◆ WORK ORDER: The data below should be retyped exactly, with the pictures left out.

◆ EXERCISE MATERIALS:
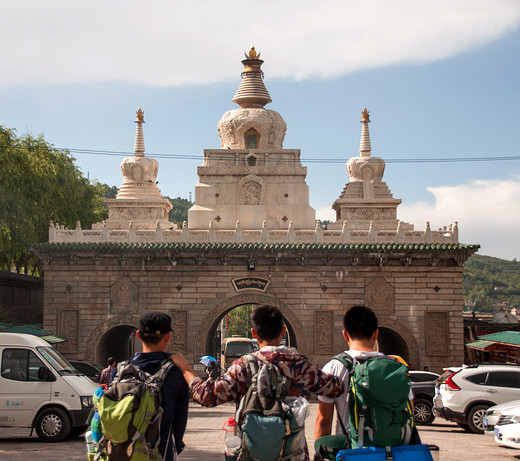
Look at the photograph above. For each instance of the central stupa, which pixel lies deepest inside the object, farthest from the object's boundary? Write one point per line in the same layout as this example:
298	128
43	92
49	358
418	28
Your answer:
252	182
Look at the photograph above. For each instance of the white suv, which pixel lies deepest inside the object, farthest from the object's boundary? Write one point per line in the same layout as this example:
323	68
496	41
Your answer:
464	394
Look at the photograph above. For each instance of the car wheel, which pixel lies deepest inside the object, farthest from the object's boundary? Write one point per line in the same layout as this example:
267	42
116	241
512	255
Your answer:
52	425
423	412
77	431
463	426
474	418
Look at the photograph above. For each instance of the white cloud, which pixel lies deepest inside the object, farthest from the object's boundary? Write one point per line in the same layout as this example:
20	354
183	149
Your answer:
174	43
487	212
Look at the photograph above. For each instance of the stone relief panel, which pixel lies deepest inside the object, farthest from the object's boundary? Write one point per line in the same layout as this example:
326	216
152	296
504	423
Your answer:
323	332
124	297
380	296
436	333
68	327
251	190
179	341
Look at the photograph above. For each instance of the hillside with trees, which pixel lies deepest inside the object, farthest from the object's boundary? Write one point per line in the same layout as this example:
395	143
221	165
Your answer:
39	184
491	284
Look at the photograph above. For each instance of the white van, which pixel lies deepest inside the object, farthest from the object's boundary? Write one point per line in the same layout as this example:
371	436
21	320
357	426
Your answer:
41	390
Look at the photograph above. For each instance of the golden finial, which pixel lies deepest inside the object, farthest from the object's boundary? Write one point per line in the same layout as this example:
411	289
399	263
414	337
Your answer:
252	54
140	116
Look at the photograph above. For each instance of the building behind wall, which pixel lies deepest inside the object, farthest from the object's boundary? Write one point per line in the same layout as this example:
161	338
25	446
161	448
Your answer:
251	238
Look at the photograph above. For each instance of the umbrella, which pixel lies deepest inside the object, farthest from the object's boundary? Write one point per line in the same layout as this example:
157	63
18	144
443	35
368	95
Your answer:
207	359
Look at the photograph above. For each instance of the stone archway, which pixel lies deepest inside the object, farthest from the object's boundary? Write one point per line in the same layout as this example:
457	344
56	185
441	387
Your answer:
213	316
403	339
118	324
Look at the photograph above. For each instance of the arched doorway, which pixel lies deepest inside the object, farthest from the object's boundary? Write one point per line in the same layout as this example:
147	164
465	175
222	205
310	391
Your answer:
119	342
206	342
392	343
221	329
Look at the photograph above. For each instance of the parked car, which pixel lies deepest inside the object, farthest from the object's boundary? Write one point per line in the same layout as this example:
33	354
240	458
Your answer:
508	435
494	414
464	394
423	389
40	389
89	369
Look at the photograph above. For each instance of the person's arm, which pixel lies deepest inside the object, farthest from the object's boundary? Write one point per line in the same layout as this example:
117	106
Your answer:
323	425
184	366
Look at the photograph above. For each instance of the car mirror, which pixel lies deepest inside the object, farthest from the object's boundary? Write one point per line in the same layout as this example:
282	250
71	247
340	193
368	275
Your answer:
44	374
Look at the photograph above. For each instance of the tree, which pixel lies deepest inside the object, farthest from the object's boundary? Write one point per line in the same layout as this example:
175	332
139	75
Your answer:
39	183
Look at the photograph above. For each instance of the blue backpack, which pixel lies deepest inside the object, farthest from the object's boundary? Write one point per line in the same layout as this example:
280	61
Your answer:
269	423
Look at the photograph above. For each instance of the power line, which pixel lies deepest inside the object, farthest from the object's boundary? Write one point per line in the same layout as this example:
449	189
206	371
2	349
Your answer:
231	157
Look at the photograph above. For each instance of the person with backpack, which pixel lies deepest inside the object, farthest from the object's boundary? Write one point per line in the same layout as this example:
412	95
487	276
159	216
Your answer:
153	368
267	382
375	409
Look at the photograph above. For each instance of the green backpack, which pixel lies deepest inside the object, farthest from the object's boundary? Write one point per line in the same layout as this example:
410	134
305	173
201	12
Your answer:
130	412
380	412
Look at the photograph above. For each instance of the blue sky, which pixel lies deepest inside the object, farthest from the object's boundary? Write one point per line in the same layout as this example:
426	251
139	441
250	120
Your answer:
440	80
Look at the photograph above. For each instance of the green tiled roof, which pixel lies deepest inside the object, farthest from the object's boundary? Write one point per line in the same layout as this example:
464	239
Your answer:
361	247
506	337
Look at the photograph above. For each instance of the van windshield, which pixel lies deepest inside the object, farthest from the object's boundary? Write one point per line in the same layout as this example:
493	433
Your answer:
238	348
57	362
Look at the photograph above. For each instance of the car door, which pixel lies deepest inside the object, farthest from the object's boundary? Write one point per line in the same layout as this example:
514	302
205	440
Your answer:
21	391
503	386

◆ ANSWER SECTION:
Look at the photograph above. For each instance of the central stupa, which pixel lies deepest inside the object, farthest from the object's boundary? Write one point per line in the same layout as this example:
298	128
43	92
49	358
418	28
Your answer:
252	182
Look at the photograph above. For each instance of the white suv, which pixel lies deepest inside the object, farthest from the object's boundary? Write one point per line in the same layout as this example:
323	68
496	41
Your answer:
464	394
Look at the photograph above. For each instance of the car wheel, which pixel lies deepest inside the object, farthest from the object's boundary? Write one point per line in the same layout as this example:
267	42
116	241
512	255
Your answer:
52	425
423	412
77	431
463	426
474	418
Look at the photograph above. For each instance of the white cloud, which pixel lies deepest inside the object, farthest from the object's boundary? Write one point per line in the same layout as this example:
20	354
183	149
Your answer:
174	43
487	212
Look at the photograph above. For each instance of the stone relief panel, which pixel lies deepest inside the object, farthest from the object's boundary? Write one point per line in the same layout as this example:
326	216
152	296
504	423
Your answer:
323	332
124	297
380	296
436	333
68	327
251	190
179	341
Look at the photograph above. For each instance of the hillside with trees, which pixel lies deepest inside the object, farthest from the object's boundary? Write one point per line in the same layout as this example:
395	143
221	165
Your answer:
39	184
491	284
Look at the photograph above. For each instance of the white van, which pixel lies deepest inside the object, farthest from the object's boundary? Write one point per line in the same layout as this example:
371	436
21	320
357	426
Your answer:
41	390
Look at the photograph above. For each instance of the golden finial, which pixel lies deepest inside the object, farthest from the object's boundary? Write one point per line in the same layout as this example:
411	289
399	263
414	337
Your answer:
252	54
140	116
Look at the photograph above. For each instance of the building behind wall, which pixel lies deepest inside the object, farthest from the object's boundary? Write one point per line in the same layout as this example:
161	338
25	446
161	448
Your answer:
251	238
Look at the photograph above. For each instance of the umbrella, which pixel lies deepest inside the object, farthest from the object's boundary? Write one point per line in the same layout as this example:
157	63
18	144
443	35
368	95
Your answer:
207	359
Look at the photograph above. For each instance of the stone archway, which pixel lies deepest inside the object, farthest from the object's boundary? Write one point per line in the same layout as this example:
457	344
56	185
441	387
Your answer:
213	316
403	339
118	324
Look at the photograph above. For each instance of the arched doorway, which pixel lies deepest inside the object, farthest from the object's boundary? Write one point per line in the same layout as this example:
147	164
465	175
222	205
310	391
Your answer:
119	342
206	342
392	343
221	329
Look at the photograph above. For each instance of the parked car, which pixel lies deepest inside the object, farthest from the object's boundary? Write one point per line in the same layout as this example:
33	354
240	458
Your answer:
508	435
494	414
464	394
423	389
40	389
89	369
Look at the photograph above. For each instance of the person's arm, which pixel lies deepest inside the object, farthest from the object's boundary? Write one point per line in the same layout as this example:
117	106
Your answer:
323	425
184	366
Look at the photograph above. For each instance of the car mirror, which pixel lies deepest inside the object, farthest from the object's boundary? Write one point per line in the same layout as this example:
282	250
71	247
340	193
368	275
Your answer:
44	374
Look at the photograph above. For each instance of the tree, which pixel lies deepest inside the object, farthest from the object's boundary? Write one point per line in the same layout as this example:
175	332
139	75
Your answer:
39	183
Look at the photograph above. For each instance of the blue backpack, which pixel lies deepest inside the object, farthest from the object's boundary? Write one point per line in the same layout as this example:
280	61
Your answer:
269	423
Look at the photograph above. For each instance of the power line, which pixel lies deepest inside the object, farthest from the object's boundary? Write one point per line in the same layout as this example:
449	189
206	371
2	349
Your answer:
231	157
Look at the photograph above. For each instance of the person with backpack, which pixel lies deepest inside the object, farthest from the object's boundary? Write one point per line in the same layout as this example:
412	95
487	276
159	216
Your answer:
153	368
267	382
375	409
Look at the photograph above. For each instance of the green backpack, which pixel lies deepest inside the object, farthest from the object's boundary? Write one point per line in the same layout as this example:
410	134
305	173
201	12
Your answer:
130	412
380	412
Look at the photograph above. For each instance of the blue sky, which pixel lies deepest inside the object, farthest from the object's boundary? Write one point per line in the same layout as this example:
426	251
139	441
250	120
Your answer:
440	80
Look at the photograph above. For each instance of the green tiled roof, which pixel lies deepest inside the object, farthest from the object's boundary? Write one point per line in the same layout as this example:
464	239
Your answer:
361	247
506	337
Look at the photograph above. For each instance of the van windshield, which pixel lies deepest inside the object, farthest from the object's boundary? Write one point per line in the same layout as this example:
493	433
Your answer:
238	348
57	362
Look at the photograph above. For each instance of the car door, which pixel lies deepest inside the object, farthest from the object's boundary? Write one point per line in the same layout as this example:
514	302
205	440
Your answer:
21	391
503	386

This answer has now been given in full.